PASSAGE SHOWN:
To begin, place the prewarmed imaging medium and sterile microscopy dishes with coated or non-coated cover glass surfaces on a working platform. After removing the medium surrounding the agarose mold, carefully resuspend the content of the molds in 190 microliters media before transferring floating spheroids into a two milliliter vial. For spheroids in a low-attachment plate, transfer spheroids one by one from individual wells to a vial.
Allow the spheroids to settle down at the bottom of the vial for five minutes, forming a visible pellet. Remove the media from the vial, leaving spheroids undisturbed, and gently resuspend them in a sufficient amount of fresh McCoy's 5A medium. Now, transfer an equal volume of spheroid suspension per well of the microscopy dish.
Incubate spheroid for 1 to 2 hours at 37 degrees Celsius in a carbon dioxide incubator. Add a fluorescence probe to a known volume of spheroid suspension and continue incubation for 1 hour at 37 degrees Celsius. After incubation, exchange the media containing fluorescent probes with a necessary volume of imaging media.

MATERIAL PROVIDED:
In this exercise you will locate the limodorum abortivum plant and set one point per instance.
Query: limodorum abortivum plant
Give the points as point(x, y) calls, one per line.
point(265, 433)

REQUIRED ACTION 1:
Answer these questions from the spheroid protocol:
(a) How long are the spheroids left to settle at the bottom of the vial?
(b) In which medium are the spheroids resuspended after the media is removed from the vial?
(c) After the fluorescence probe is added, how long does incubation continue, and at what temperature?
REQUIRED ACTION 2: Write out the stretch of the spheroid protocol from "Allow the spheroids" through "the microscopy dish.", keeping every word unchanged.
REQUIRED ACTION 3: Carry the spheroid imaging protocol forward from the point where it stops.
The data above come from a separate source and are unrelated to the spheroid protocol.

WRITTEN ANSWER 1:
(a) Five minutes.
(b) Fresh McCoy's 5A medium.
(c) One hour, at 37 degrees Celsius.

WRITTEN ANSWER 2:
Allow the spheroids to settle down at the bottom of the vial for five minutes, forming a visible pellet. Remove the media from the vial, leaving spheroids undisturbed, and gently resuspend them in a sufficient amount of fresh McCoy's 5A medium. Now, transfer an equal volume of spheroid suspension per well of the microscopy dish.

WRITTEN ANSWER 3:
Start the microscope control software and initialize the stage calibration. Then, choose the required objective. Choose the Open project window and click Create a New Project.
Then, right click on the newly created project and select the Rename option in the dropdown menu. Give a standard name to the research project file. Open the Acquisition window.
Set the pulse white light laser excitation wavelength and the required range of hybrid or resonance scanning detectors. Then, choose line or frame types of scan. In the Acquisition window, select FLIM mode to perform imaging combined with photon counting.
Then, choose the white light laser pulse repetition rate. Start the preview imaging using Fast Live mode and adjust the fine focus of the imaging object on a section of interest. By looking at the pixel intensity histogram, adjust the appropriate laser intensity pinhole size and resolution.
While in Fast Live, set the coordinates and scan direction and attribute them to begin and end in the Z-Stack window. Choose a z-step size or number of steps. Once all necessary settings are applied, start imaging.
Give the image an appropriate name and save the imaging project. Different formation methods resulted in varying spheroid sizes. HCT116 spheroids in low attachment plates were significantly larger after five days compared to high throughput methods.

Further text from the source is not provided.